EXCERPTED TEXT:

● ● ● ● ● ● ●

The col_is_numeric() validation step function checks whether one or more columns is of the numeric type. Like many of the col_is_*()-type functions in pointblank, the only requirement is a specification of the column names. This function can be used directly on a data table or with an agent object (technically, a ptblank_agent object). Each validation step will operate over a single test unit, which is whether the column is a numeric-type column or not.

Usage

col_is_numeric(x, columns, actions = NULL, brief = NULL)

Arguments

x

A data frame, tibble, or an agent object of class ptblank_agent.

columns

The column (or a set of columns, provided as a character vector) to which this validation should be applied.

actions

A list containing threshold levels so that the validation step can react accordingly when exceeding the set levels. This is to be created with the action_levels() helper function.

brief

An optional, text-based description for the validation step.

Value

Either a ptblank_agent object or a table object, depending on what was passed to x.

● ● ● ● ● ● ●

ROWS:

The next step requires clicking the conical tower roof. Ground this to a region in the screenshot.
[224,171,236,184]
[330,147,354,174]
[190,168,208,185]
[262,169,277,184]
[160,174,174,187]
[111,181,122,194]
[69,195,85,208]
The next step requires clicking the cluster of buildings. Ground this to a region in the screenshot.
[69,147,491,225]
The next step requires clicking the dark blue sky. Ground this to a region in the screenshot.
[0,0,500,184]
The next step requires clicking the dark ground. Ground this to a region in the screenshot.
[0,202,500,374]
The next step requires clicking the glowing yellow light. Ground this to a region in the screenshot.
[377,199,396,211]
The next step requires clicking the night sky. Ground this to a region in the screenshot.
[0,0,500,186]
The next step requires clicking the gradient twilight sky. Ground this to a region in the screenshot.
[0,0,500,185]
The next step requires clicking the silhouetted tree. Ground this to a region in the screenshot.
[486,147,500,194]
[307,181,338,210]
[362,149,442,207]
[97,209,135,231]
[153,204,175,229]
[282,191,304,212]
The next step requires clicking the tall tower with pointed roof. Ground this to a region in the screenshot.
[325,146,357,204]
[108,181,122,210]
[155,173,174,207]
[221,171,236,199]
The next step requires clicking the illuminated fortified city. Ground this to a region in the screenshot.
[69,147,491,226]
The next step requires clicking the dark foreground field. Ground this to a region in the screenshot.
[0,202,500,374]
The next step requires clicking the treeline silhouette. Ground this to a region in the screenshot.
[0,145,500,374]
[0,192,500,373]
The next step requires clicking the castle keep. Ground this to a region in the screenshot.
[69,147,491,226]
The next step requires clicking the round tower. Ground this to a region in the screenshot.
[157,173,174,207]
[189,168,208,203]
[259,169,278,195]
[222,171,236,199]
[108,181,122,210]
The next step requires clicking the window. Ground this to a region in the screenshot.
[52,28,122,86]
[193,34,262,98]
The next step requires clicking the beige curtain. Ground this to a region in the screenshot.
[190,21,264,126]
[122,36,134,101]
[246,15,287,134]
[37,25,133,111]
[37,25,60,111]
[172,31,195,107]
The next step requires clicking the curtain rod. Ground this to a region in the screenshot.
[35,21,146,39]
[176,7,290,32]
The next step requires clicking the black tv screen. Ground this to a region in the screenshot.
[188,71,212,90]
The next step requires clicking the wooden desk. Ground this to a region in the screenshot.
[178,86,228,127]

● ● ● ● ● ● ●

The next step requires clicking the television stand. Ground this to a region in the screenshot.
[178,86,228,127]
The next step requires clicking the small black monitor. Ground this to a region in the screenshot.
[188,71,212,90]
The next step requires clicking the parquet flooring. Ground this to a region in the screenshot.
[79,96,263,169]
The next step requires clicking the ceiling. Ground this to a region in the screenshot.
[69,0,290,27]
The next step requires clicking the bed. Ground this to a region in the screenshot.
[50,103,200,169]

● ● ● ● ● ● ●

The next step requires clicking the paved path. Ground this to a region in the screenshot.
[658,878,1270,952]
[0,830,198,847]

● ● ● ● ● ● ●

JOB 1: Return the passage of the col_is_numeric() documentation between "A data frame, tibble, or" and "should be applied.", inclusive, copied word for word.
JOB 2: Write the next part of the col_is_numeric() documentation, picking up after its last line.

EXERCISE OUTPUT 1:
A data frame, tibble, or an agent object of class ptblank_agent.

columns

The column (or a set of columns, provided as a character vector) to which this validation should be applied.

EXERCISE OUTPUT 2:
Function ID

2-17

Details

If providing multiple column names, the result will be an expansion of validation steps to that number of column names (e.g., vars(col_a, col_b) will result in the entry of two validation steps). Aside from column names in quotes and in vars(), tidyselect helper functions are available for specifying columns. They are: starts_with(), ends_with(), contains(), matches(), and everything().

Often, we will want to specify actions for the validation. This argument, present in every validation step function, takes a specially-crafted list object that is best produced by the action_levels() function. Read that function's documentation for the lowdown on how to create reactions to above-threshold failure levels in validation. The basic gist is that you'll want at least a single threshold level (specified as either the fraction test units failed, or, an absolute value), often using the warn_at argument. This is especially true when x is a table object because, otherwise, nothing happens. For the col_is_*()-type functions, using action_levels(warn_at = 1) or action_levels(stop_at = 1) are good choices depending on the situation (the first produces a warning, the other stop()s).

Want to describe this validation step in some detail? Keep in mind that this is only useful if x is an agent. If that's the case, brief the agent with some text that fits. Don't worry if you don't want to do it. The autobrief protocol is kicked in when brief = NULL and a simple brief will then be automatically generated.

See Also

Other Validation Step Functions: col_exists(), col_is_character(), col_is_date(), col_is_factor(), col_is_integer(), col_is_logical(), col_is_posix(), col_vals_between(), col_vals_equal(), col_vals_gte(), col_vals_gt(), col_vals_in_set(), col_vals_lte(), col_vals_lt(), col_vals_not_between(), col_vals_not_equal(), col_vals_not_in_set(), col_vals_not_null(), col_vals_null(), col_vals_regex(), conjointly(), rows_distinct()

Examples

Run this code
# NOT RUN {
library(dplyr)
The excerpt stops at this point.